Start of Selected text

Archive for September 14th, 2008

An artist cannot fail; it is a success to be one.

September 14, 2008

Charles Horton Cooley

Charles Horton Cooley was born in Ann Arbor, Michigan in 1864 as the fourth of six children. At the time of his birth, his father Thomas Cooley was a Supreme Court Justice in Michigan and a professor of law. Thomas Cooley was a highly successful man, later well known nationally for several legal treatises and as the first chairman of the Interstate Commerce Commission.

Charles Horton Cooley spent his childhood suffering from various ailments (some apparently psychosomatic) and was generally socially withdrawn. It is believed Cooley struggled with feelings of insecurity in the shadow of his father’s extreme success and ambition. Cooley spent seven years working on a college degree in engineering at the University of Michigan. In 1890, Cooley returned to the University of Michigan for graduate work in political economy and sociology. He completed a dissertation on human ecology and was granted a Ph.D. in 1894.

In 1890, Cooley married Elsie Jones, whose outgoing personality evened out Cooley’s more shy and pensive personality. The couple lived a quiet and somewhat secluded life with their three children, a boy and two girls.

In 1892, Cooley began teaching at the University of Michigan, where he spent a great deal of time theorizing on and contemplating the subject of the self. His lectures were often not popular among undergraduates, due to his nervous way of speaking and somewhat sickly appearance. Graduate students were more enthralled with his intense intellect and complicated mind.

End of Selected text

* **Required actions**
A. According to the Charles Horton Cooley biography, in what year did Cooley receive his Ph.D.?
B. Render this sentence from the Cooley biography in Spanish: "Cooley spent seven years working on a college degree in engineering at the University of Michigan."
C. Write the next part of the Charles Horton Cooley biography, picking up after its final sentence.

Start of Supplied data

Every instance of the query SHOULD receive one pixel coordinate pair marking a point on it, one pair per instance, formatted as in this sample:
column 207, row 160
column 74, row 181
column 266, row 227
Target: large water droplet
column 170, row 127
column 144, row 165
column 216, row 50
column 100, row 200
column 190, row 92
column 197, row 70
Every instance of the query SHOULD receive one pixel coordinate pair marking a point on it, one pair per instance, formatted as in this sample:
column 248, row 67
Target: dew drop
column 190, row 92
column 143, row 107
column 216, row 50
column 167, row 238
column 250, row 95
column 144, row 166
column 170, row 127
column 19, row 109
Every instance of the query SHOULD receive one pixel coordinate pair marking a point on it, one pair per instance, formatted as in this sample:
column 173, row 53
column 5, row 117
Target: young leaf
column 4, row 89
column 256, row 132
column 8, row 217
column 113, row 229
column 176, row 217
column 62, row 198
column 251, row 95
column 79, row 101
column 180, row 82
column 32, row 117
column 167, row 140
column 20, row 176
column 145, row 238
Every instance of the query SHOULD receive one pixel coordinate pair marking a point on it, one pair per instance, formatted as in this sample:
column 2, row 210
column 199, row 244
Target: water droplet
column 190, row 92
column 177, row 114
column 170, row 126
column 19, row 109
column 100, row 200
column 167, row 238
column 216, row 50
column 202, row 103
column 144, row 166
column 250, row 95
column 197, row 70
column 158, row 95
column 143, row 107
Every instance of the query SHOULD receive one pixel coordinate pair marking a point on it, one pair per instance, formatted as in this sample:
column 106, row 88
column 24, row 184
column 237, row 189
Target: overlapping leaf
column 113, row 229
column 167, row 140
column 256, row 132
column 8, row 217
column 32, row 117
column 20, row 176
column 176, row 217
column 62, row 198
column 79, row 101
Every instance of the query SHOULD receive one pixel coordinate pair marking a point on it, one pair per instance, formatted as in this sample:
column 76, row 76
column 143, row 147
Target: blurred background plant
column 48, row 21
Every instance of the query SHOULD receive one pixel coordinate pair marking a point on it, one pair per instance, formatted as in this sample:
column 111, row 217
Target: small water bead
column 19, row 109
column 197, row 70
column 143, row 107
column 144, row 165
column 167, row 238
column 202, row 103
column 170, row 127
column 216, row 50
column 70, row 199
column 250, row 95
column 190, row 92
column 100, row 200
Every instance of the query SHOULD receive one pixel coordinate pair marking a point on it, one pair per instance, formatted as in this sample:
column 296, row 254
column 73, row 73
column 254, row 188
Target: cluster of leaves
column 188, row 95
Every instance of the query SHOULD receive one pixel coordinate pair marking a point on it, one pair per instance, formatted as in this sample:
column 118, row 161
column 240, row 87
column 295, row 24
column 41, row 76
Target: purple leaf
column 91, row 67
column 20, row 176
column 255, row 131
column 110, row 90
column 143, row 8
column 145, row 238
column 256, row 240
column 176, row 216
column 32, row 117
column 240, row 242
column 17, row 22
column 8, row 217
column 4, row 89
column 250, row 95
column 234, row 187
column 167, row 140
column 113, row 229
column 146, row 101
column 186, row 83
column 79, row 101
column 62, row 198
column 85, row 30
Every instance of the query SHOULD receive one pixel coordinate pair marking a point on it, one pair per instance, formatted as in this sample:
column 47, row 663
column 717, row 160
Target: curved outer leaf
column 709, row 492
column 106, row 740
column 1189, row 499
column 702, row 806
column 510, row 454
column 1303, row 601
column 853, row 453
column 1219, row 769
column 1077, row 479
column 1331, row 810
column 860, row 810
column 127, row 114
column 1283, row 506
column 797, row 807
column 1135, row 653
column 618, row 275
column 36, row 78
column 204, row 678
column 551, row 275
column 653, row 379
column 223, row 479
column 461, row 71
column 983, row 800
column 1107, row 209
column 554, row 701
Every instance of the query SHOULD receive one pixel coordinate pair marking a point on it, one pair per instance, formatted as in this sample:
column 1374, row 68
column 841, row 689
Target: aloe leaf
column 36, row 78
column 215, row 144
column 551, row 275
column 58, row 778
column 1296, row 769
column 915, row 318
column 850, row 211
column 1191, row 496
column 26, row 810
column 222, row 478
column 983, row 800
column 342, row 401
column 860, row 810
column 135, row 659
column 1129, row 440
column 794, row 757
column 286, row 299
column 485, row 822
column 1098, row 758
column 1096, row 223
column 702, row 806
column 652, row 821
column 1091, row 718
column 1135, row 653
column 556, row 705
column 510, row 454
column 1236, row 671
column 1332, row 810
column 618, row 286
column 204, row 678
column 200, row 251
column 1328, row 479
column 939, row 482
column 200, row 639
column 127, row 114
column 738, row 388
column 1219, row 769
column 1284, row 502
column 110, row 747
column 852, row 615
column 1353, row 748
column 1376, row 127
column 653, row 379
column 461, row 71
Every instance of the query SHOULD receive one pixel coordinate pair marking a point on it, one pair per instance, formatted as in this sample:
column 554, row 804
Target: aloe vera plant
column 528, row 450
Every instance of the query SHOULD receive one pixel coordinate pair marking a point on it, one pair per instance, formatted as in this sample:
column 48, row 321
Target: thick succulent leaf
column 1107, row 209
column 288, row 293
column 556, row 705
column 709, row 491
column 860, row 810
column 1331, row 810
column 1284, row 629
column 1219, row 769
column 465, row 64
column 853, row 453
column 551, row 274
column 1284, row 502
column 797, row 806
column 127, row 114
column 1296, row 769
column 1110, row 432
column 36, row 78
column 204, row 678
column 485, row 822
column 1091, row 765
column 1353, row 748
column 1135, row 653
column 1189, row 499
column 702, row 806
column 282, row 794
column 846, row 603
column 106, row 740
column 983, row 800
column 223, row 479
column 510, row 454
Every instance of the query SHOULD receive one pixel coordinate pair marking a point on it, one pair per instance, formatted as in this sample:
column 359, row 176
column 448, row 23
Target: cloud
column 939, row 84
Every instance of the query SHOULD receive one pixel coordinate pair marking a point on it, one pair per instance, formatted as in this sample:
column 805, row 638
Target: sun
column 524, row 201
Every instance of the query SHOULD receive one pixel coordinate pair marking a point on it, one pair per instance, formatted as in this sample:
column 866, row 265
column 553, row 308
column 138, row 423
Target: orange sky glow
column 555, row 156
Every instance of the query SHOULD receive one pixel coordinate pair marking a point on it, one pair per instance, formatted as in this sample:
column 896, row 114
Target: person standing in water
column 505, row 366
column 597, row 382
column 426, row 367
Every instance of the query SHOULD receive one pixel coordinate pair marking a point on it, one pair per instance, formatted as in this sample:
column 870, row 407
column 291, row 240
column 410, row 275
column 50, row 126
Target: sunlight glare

End of Supplied data

* **Answers to the problems**
A. 1894

B. Cooley pasó siete años trabajando en una carrera de ingeniería en la Universidad de Michigan.

C.
In 1905, Cooley participated in the formation of the American Sociological Society and later became president of the society in 1918. He had received many offers to join more prestigious departments of sociology, but Cooley had no desire to leave the University of Michigan. He proved to be a valuable asset to the University as his body of work was very well received. In March of 1928 Cooley was diagnosed with cancer. The disease took his life on May 7, 1929.

Cooley sought to emphasize the interconnectedness of the dualism of society and the individual and felt the two could only be understood in relationship to each other. Despite his refusal to label himself as a sociologist (he merged together history, social psychology and philosophy) Cooley’s concepts of the “looking-glass self” and the “primary” and “secondary group” have had lasting impressions on the field of sociology. The concept of the looking-glass self influenced George Herbert Mead’s creation of a theory of self and has influenced the paradigm of symbolic interactionism.